» Exercise prompt
Exactly as they appear, reproduce the lines from the one holding "beige house and record integer pixel coordinates." through the last line of the material below.

***** Working data *****

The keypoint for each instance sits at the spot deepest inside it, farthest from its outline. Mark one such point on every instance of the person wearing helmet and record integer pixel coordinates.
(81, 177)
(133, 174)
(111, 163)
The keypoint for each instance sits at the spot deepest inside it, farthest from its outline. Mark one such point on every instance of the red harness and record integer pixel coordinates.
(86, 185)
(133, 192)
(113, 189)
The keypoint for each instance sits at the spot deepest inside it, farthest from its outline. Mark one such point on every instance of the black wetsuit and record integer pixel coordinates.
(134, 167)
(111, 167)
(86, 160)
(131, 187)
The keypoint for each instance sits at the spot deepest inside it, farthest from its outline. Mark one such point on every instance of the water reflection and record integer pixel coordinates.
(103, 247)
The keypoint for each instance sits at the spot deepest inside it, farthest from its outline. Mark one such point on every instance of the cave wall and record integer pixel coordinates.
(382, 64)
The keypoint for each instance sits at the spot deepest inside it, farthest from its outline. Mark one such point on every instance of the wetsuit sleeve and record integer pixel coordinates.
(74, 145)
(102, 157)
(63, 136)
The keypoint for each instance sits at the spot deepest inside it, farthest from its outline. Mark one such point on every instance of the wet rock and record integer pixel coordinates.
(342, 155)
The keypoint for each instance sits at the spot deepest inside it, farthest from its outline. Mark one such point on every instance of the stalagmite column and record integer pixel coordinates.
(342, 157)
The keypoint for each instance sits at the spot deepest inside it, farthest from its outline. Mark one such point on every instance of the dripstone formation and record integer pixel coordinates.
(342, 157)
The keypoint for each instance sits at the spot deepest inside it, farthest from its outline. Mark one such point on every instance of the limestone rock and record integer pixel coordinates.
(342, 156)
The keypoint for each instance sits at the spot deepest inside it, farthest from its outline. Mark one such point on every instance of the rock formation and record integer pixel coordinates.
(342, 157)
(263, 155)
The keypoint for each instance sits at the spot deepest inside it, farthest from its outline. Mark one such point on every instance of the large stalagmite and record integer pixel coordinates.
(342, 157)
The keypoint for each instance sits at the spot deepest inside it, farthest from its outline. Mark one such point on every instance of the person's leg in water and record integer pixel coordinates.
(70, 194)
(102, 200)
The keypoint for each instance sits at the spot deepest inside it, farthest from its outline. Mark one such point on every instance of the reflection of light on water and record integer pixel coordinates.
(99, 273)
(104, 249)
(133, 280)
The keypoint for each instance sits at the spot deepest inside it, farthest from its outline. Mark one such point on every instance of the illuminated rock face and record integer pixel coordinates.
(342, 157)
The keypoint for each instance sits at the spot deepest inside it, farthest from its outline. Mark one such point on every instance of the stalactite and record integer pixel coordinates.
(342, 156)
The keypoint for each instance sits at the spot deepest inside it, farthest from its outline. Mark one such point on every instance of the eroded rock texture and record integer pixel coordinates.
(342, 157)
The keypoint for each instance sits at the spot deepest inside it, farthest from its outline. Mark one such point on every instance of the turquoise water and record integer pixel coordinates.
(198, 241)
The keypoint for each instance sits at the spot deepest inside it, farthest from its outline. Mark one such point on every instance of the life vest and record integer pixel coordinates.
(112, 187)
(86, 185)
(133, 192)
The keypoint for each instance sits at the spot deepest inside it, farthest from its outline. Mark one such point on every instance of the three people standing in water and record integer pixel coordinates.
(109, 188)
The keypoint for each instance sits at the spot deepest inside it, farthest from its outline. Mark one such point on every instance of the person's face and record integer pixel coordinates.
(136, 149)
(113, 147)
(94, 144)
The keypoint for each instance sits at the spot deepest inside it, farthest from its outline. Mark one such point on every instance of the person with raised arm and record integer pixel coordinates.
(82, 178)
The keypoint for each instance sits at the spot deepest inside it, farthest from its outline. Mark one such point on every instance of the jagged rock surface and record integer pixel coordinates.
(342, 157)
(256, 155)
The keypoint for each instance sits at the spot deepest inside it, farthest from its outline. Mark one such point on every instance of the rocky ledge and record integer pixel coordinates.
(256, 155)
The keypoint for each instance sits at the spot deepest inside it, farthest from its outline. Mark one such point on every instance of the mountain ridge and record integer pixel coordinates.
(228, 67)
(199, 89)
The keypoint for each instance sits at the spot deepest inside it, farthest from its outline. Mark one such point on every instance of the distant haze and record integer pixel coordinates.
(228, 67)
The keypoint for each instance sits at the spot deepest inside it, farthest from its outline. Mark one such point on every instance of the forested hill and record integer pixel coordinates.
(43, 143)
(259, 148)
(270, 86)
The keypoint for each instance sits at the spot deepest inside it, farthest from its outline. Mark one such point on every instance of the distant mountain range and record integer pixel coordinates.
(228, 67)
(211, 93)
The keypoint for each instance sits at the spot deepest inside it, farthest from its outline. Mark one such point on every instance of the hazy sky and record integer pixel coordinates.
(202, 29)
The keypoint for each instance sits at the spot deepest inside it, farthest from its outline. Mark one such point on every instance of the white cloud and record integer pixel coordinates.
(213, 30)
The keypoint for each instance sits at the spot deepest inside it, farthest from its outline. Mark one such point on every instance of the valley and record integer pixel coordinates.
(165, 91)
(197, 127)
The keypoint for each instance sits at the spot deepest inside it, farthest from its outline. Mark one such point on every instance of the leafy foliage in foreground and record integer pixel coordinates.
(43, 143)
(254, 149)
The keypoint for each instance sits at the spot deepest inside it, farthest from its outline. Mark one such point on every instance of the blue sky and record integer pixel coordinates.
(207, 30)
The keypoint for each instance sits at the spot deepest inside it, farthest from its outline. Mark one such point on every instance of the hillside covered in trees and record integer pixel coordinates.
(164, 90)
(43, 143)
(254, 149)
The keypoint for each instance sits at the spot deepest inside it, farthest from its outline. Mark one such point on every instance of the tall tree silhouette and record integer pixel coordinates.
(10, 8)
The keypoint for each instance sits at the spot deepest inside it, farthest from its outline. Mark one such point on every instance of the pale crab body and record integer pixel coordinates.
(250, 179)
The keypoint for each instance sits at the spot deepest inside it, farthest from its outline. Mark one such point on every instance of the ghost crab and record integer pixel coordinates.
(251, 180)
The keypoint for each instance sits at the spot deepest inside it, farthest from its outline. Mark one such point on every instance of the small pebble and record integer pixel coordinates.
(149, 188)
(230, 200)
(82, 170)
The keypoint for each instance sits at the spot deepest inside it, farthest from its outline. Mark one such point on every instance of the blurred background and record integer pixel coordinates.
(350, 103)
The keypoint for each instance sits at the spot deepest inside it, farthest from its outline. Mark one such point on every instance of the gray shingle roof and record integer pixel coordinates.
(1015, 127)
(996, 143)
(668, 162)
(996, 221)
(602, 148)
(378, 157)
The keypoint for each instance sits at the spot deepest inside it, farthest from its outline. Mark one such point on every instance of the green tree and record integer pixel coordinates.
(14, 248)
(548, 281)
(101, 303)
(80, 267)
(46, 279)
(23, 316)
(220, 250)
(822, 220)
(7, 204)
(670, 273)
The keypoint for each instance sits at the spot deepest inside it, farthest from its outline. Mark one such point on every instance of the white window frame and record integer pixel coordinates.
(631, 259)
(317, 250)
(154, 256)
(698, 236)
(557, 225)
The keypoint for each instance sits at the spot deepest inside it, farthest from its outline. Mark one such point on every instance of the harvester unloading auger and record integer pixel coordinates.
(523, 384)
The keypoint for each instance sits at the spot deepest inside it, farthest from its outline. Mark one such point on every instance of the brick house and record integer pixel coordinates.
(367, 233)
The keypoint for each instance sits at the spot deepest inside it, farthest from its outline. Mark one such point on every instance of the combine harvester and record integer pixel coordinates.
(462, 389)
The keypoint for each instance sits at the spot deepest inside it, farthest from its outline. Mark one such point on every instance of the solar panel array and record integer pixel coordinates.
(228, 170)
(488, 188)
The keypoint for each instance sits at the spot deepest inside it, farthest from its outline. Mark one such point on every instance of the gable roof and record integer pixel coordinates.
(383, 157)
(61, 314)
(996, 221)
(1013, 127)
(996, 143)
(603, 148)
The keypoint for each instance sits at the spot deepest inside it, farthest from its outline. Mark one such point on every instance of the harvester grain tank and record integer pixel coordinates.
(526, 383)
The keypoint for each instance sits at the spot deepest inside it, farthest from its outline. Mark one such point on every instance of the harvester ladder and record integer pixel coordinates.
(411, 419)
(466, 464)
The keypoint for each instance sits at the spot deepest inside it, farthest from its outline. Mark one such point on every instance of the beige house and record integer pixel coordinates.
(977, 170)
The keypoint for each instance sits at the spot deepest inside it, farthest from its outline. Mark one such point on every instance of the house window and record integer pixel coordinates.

*****

» Solution to this exercise
The keypoint for each instance sits at the spot deepest inside it, farthest from its outline. Mark one such point on every instance of the beige house and record integer pixel coordinates.
(977, 170)
The keypoint for each instance sits at the spot deepest inside it, farthest from its outline. Mark one such point on every instance of the house window and record integer pixel coordinates.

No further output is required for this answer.